= The exercise =
Turn the listing below into a JSON list of strings with one string per line, omitting any blank lines.

= Dataset extract =

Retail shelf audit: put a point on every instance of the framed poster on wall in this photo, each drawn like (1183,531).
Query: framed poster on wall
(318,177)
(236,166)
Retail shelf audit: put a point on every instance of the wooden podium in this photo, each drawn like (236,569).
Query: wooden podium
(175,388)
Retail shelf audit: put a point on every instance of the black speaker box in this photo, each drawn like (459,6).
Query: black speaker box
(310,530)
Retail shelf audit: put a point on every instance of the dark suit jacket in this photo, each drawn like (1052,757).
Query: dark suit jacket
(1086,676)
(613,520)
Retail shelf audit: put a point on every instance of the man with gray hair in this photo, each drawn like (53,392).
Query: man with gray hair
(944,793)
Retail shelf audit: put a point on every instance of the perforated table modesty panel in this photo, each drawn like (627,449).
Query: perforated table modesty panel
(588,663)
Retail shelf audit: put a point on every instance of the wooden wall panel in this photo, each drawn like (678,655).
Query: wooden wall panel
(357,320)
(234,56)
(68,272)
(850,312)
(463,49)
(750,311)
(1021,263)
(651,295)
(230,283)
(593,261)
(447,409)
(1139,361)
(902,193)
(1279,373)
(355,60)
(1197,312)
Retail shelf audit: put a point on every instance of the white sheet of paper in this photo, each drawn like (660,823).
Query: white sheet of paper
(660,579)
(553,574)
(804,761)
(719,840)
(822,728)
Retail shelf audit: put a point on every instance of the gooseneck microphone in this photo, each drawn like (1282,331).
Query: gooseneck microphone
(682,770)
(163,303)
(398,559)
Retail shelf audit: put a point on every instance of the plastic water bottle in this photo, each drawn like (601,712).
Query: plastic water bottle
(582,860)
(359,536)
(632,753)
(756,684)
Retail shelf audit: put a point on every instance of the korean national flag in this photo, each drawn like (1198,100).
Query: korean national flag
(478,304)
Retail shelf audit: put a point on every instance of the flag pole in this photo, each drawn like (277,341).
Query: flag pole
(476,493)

= Answer =
[
  "Retail shelf audit: put a point on every instance of the framed poster on wall in this photo, each drawn like (1183,531).",
  "Query: framed poster on wall",
  "(318,177)",
  "(236,166)",
  "Retail shelf audit: put a point on every instance of the wooden podium in this photo, each drawn like (236,569).",
  "Query: wooden podium",
  "(175,388)",
  "Retail shelf audit: put a point on every instance of the black speaker box in this photo, each drawn like (459,6).",
  "Query: black speaker box",
  "(310,530)",
  "Retail shelf audit: put a point on every instance of the dark suit jacket in this photo, each drawn like (1052,757).",
  "Query: dark suit jacket",
  "(1086,676)",
  "(613,520)",
  "Retail shelf audit: put a point on every instance of the man with gray hair in this photo, each drawn like (53,392).",
  "Query: man with gray hair",
  "(944,793)",
  "Retail shelf audit: put a point on every instance of the perforated table modesty panel in this photo, each drawn like (627,449).",
  "Query: perforated table modesty panel",
  "(588,663)",
  "Retail shelf audit: put a point on every instance of the wooden wall panel in this photo, each drawn like (678,655).",
  "Query: wooden wall panel",
  "(357,320)",
  "(234,56)",
  "(68,272)",
  "(850,312)",
  "(463,49)",
  "(750,311)",
  "(1021,263)",
  "(651,295)",
  "(230,283)",
  "(593,261)",
  "(447,409)",
  "(1139,361)",
  "(902,193)",
  "(1279,373)",
  "(355,60)",
  "(1197,312)",
  "Retail shelf audit: put a point on every instance of the white sheet of paper in this photo, each drawn like (660,823).",
  "Query: white sheet of paper",
  "(660,579)",
  "(553,574)",
  "(804,761)",
  "(719,840)",
  "(822,728)",
  "Retail shelf audit: put a point on every instance of the gooseneck microphone in this photo, each drawn like (1282,331).",
  "Query: gooseneck microphone",
  "(682,770)",
  "(163,303)",
  "(398,559)",
  "Retail shelf audit: put a point on every instance of the plastic water bottle in this photo, each drawn like (601,712).",
  "Query: plastic water bottle",
  "(582,860)",
  "(359,536)",
  "(632,753)",
  "(756,684)",
  "Retail shelf audit: put a point on every instance of the korean national flag in this photo, each drawn like (1198,100).",
  "Query: korean national flag",
  "(478,304)",
  "Retail shelf audit: put a point on every instance of the flag pole in this photo, each drawn like (277,341).",
  "Query: flag pole",
  "(476,493)"
]